(Data extracted from a collection)
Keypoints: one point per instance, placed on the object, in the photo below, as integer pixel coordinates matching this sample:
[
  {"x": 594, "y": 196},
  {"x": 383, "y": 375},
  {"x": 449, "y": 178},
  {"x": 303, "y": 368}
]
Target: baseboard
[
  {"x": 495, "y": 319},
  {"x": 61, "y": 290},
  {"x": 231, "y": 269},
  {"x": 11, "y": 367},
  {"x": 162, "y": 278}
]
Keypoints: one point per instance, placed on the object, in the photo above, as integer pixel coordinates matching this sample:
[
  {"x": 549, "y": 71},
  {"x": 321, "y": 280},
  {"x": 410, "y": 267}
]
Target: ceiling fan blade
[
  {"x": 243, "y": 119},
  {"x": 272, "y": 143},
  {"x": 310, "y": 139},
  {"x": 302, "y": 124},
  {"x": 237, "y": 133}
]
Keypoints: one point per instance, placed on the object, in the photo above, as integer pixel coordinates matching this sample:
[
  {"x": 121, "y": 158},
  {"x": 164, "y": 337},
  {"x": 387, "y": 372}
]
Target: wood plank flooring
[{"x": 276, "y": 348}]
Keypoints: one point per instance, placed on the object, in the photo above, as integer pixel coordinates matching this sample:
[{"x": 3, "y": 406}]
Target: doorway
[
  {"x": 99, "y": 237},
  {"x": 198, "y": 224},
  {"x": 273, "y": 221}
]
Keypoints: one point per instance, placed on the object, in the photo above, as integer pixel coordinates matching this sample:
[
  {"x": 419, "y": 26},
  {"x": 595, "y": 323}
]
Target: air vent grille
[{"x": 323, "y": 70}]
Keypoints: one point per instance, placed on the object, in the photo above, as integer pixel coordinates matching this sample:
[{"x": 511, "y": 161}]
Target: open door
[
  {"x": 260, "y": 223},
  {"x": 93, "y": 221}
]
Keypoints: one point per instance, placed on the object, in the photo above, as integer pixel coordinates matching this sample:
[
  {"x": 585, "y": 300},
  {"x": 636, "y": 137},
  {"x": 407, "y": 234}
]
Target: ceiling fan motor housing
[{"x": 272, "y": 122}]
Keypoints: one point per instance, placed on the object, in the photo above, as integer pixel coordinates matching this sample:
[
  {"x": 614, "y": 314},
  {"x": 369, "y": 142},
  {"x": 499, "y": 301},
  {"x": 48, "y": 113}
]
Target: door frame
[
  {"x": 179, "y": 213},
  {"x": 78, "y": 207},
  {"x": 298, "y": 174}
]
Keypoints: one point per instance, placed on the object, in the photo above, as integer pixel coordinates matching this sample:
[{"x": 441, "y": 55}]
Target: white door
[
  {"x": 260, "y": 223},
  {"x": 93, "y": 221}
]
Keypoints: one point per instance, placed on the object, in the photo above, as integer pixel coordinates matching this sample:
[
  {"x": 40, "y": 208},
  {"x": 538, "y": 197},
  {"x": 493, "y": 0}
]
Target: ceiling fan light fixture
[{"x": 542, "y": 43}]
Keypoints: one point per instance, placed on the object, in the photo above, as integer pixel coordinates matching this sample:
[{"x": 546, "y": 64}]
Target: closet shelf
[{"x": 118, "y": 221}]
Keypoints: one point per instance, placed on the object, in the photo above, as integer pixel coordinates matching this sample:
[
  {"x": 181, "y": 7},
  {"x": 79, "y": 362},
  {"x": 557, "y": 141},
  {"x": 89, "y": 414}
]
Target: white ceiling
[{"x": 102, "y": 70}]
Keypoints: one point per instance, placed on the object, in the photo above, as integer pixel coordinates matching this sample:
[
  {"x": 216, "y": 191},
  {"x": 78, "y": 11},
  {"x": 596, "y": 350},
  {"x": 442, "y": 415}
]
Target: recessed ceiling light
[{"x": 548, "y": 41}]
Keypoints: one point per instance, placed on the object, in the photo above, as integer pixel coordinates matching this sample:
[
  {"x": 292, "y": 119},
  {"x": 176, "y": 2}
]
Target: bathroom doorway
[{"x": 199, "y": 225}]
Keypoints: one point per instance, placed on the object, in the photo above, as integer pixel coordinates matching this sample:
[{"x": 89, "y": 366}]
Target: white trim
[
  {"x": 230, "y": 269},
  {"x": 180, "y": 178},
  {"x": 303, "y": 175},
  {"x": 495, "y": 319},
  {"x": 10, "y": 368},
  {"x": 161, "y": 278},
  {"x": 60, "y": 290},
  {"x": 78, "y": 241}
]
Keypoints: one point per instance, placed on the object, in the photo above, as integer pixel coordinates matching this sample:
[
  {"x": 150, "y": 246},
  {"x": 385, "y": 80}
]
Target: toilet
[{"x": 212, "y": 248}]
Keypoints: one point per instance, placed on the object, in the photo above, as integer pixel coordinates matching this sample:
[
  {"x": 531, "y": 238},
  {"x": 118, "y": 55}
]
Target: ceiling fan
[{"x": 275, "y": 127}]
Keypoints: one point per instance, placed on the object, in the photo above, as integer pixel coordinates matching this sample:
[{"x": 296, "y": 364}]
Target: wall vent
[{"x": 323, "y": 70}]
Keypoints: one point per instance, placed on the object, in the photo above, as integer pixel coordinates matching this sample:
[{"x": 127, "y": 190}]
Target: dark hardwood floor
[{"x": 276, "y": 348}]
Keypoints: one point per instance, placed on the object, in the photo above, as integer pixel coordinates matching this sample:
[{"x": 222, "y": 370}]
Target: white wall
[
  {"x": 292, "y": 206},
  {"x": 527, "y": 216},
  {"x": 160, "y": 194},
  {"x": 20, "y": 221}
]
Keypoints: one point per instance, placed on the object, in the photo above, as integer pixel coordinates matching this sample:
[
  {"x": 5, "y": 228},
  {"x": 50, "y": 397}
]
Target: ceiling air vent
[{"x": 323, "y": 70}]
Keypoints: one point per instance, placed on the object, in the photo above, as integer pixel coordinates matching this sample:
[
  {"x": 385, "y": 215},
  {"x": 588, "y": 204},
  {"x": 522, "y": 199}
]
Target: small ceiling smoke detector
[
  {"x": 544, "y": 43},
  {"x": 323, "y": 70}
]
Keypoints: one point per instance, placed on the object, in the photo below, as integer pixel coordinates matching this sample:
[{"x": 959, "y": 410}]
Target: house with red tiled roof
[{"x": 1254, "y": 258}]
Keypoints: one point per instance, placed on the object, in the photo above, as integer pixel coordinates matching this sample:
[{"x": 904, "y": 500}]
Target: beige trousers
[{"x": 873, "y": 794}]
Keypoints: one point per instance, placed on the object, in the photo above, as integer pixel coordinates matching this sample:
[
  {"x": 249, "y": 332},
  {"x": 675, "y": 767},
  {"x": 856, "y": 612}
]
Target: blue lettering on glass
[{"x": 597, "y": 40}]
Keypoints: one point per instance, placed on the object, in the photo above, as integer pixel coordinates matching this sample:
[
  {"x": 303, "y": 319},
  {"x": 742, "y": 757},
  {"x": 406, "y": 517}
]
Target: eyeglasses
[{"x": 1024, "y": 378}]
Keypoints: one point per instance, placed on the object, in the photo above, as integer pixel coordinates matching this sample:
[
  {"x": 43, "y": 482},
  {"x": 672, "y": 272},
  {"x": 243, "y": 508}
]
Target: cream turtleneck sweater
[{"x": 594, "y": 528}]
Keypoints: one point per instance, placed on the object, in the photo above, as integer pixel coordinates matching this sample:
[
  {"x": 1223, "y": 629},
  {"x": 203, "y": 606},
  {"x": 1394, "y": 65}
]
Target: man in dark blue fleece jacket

- [Given problem]:
Tally the lines above that contain the string "blue", treating case as significant. Reply with the number only.

- [Response below]:
2